## Source material
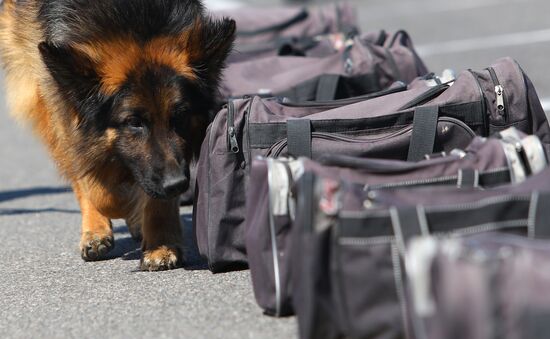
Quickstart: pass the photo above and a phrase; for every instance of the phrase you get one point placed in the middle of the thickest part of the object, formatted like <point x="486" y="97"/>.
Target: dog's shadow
<point x="127" y="248"/>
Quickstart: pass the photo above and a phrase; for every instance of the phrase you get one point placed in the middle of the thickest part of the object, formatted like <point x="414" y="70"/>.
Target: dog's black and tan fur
<point x="119" y="91"/>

## Task item
When you copy the data, keep every line exact and leave out each picture.

## Response
Quickstart: pass the photo above and a phrase; for every instance of the phrase you get one point placed in the middle of the thickest part of the object, formatted like <point x="486" y="97"/>.
Target: dog's shadow
<point x="127" y="248"/>
Quickstart: pass the photo above and a phrase; for every instance of the phrase you get one point placed in the middle of the thickest part of the object, formatted like <point x="414" y="70"/>.
Target: dog's black and tan fur
<point x="119" y="91"/>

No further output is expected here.